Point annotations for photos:

▶

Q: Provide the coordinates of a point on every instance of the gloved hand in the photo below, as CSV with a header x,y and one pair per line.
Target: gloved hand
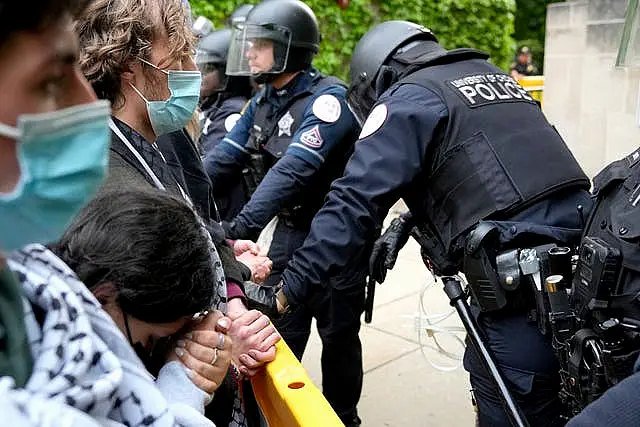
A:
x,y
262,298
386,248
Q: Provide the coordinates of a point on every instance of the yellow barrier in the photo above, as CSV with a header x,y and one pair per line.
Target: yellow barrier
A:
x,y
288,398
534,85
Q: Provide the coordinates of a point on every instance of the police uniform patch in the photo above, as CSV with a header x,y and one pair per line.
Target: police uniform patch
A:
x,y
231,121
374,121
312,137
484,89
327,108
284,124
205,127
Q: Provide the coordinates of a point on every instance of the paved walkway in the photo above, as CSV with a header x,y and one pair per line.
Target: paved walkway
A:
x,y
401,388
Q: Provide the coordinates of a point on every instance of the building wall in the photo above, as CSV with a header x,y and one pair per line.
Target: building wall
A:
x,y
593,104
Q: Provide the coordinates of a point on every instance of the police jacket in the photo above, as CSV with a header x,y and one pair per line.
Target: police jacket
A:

◀

Exercise instructions:
Please retype all of the rows above with no changes, leaving out the pictures.

Answer to this problem:
Q: Provide the coordinates of a point on every instance of the gloved hand in the photo below, as CSV with a header x,y and one pair per line.
Target: gloved hand
A:
x,y
262,298
386,248
Q: Provide the coordinates of a point on every instance of the yellow barrier in the photo above, as CSV with a header x,y and one pair per line.
Target: yellow barrier
A:
x,y
288,398
534,85
Q: Provide the coordinates of a point on every instance of the police uniform patch in the photo above, as CSV with a header x,y and one pair per line.
Target: police uniform patch
A:
x,y
231,121
374,121
312,137
484,89
327,108
284,124
205,127
Q: Provide the coordinates of a point on every instance of the paved walkway in the photo above, as CSV with a header x,y and one pair per line.
Target: paved walkway
A:
x,y
401,388
Q: Provide the coordinates of a point on every instance of the building wall in the photo above, as CSV with a header x,y and one pair per line.
Target: building wall
A:
x,y
593,104
Q: Provide the coordinates of a point on every instance of the police jacket in the photo above, as CSV with a header x,y and one pair per line.
Target: police jacket
A:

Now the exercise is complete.